__Énoncé__. Réécris l'entretien avec Julien Doré entre « Sur Youtube, vous » et « votre public ? », inclus, en mettant « Internet » à la place de « Youtube ».

__Texte à lire__.
------------------------------------------------

Écrit par Lepetitjournal.com International
Publié le 1 janvier 1970, mis à jour le 29 novembre 2013


Découvert par la Nouvelle Star, Julien Doré est l'un des rares chanteurs issus de ce radio-crochet à voir sa carrière perdurer et même se bonifier avec les années. Son album Løve, très inspiré de sa relation amoureuse avec Marina Hands, est l'un des albums français de cette fin d'année.

L'excellent troisième album de Julien Doré s'appelle LØVE, Love avec un O barré, un mot qui en danois signifie lion. Amour, voyage et bestialité : les trois thématiques récurrentes dans le travail de l'ancien candidat de la Nouvelle Star sont omniprésentes dans cet opus de 12 chansons tantôt entraînantes, tantôt mélancoliques. Contrairement à Ersatz et Bichon, Julien Doré est à l'écriture et la composition de quasiment toutes les chansons, entouré des musiciens de ses débuts. Formé par les Beaux-Arts de Nîmes, rendu populaire par un télé-crochet, Julien Doré nous livre son album le plus abouti, déjà consacré par un disque d'or et le succès de son premier single Paris-Seychelles.

LePetitJournal.com : LØVE est un album de chansons d'amour mais c'est aussi une sorte de carnet de vos voyages récents sur lequel vous avez travaillé en plus petit comité que les précédents, puisque vous avez quasiment co-écrit et co-composé toutes les chansons. Est-ce que vos voyages vous ont donné envie de vous recentrer professionnellement ?   
Julien Doré : Effectivement, il y a un paradoxe entre le fait d'écrire des textes qui parlent de voyage et le fait de les écrire de façon totalement solitaire, enfermé. Mais en même temps quand on écrit, c'est aussi une façon de s'échapper dans les jolis souvenirs que l'on a. Avec mes gars, après la tournée très longue qu'on venait de faire ensemble, on s'est posé la question de comment on allait travailler sur un nouvel album. On avait très envie s'y remettre ensemble très vite. On avait besoin de s'isoler, mais un isolement du regard extérieur, pas un isolement physique. On s'est dit que cet album, on allait attendre avant de le partager avec les gens avec qui je travaille, c'est à dire ma maison de disques. On a enregistré aux Studios de La Fabrique qui sont des magnifiques studios à Saint-Rémy de Provence (voir le Making-of de l'enregistrement de Paris-Seychelles). C'est une grande maison de pierres entourée de nature avec rien du tout autour. On a vécu trois semaines dans cet endroit magique qui a sans doute influencé pas mal de choses musicalement dans l'album.  

Sur Youtube, vous avez mis des making-of de l'enregistrement de l'album, du clip de Paris-Seychelles. Vous aviez envie de partager l'envers du décor avec votre public ?

------------------------------------------------

__Données__.
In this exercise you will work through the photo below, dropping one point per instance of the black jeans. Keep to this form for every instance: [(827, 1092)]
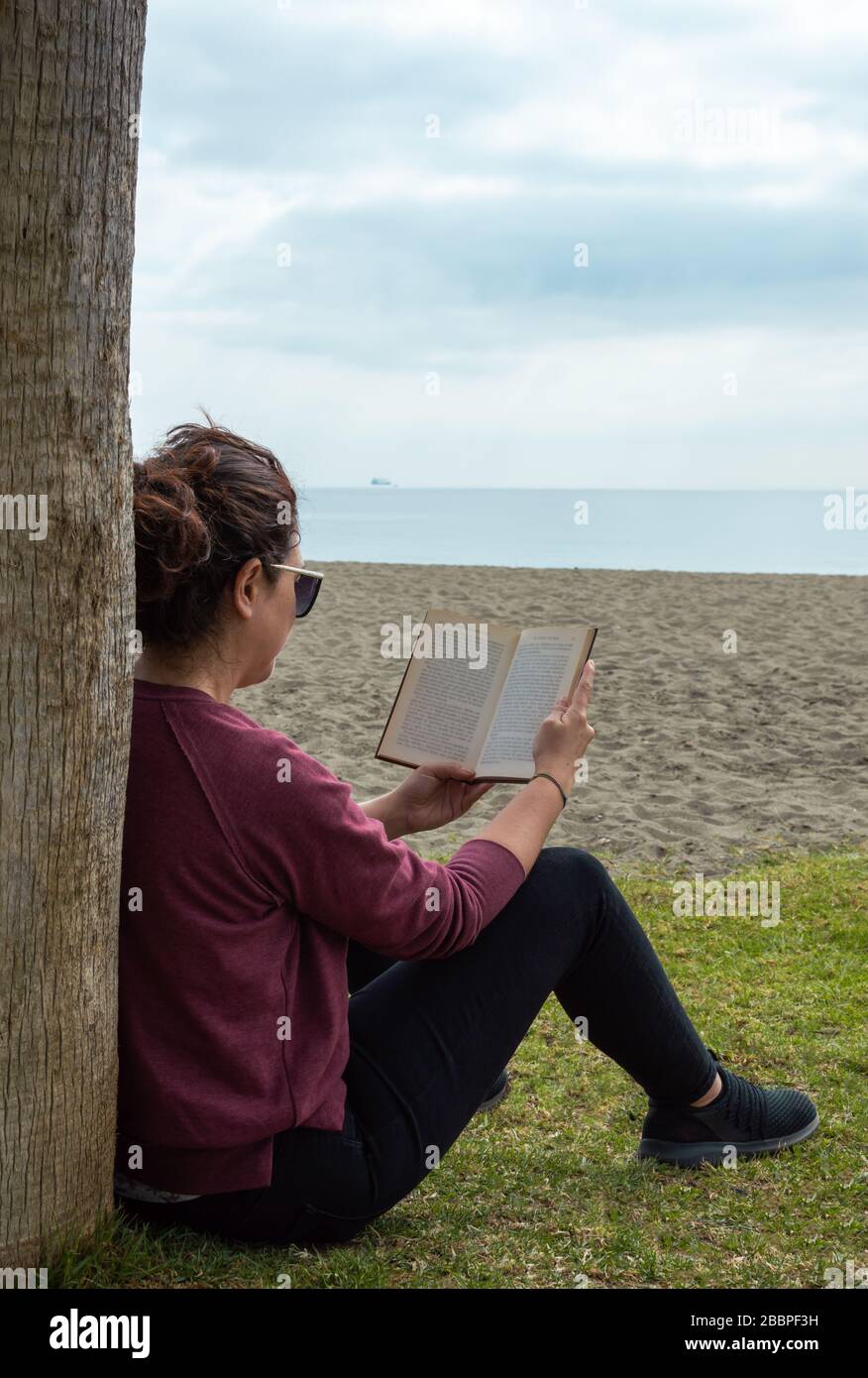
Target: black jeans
[(427, 1041)]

------------------------------------------------

__Réponse__.
Sur Internet, vous avez mis des making-of de l'enregistrement de l'album, du clip de Paris-Seychelles. Vous aviez envie de partager l'envers du décor avec votre public ?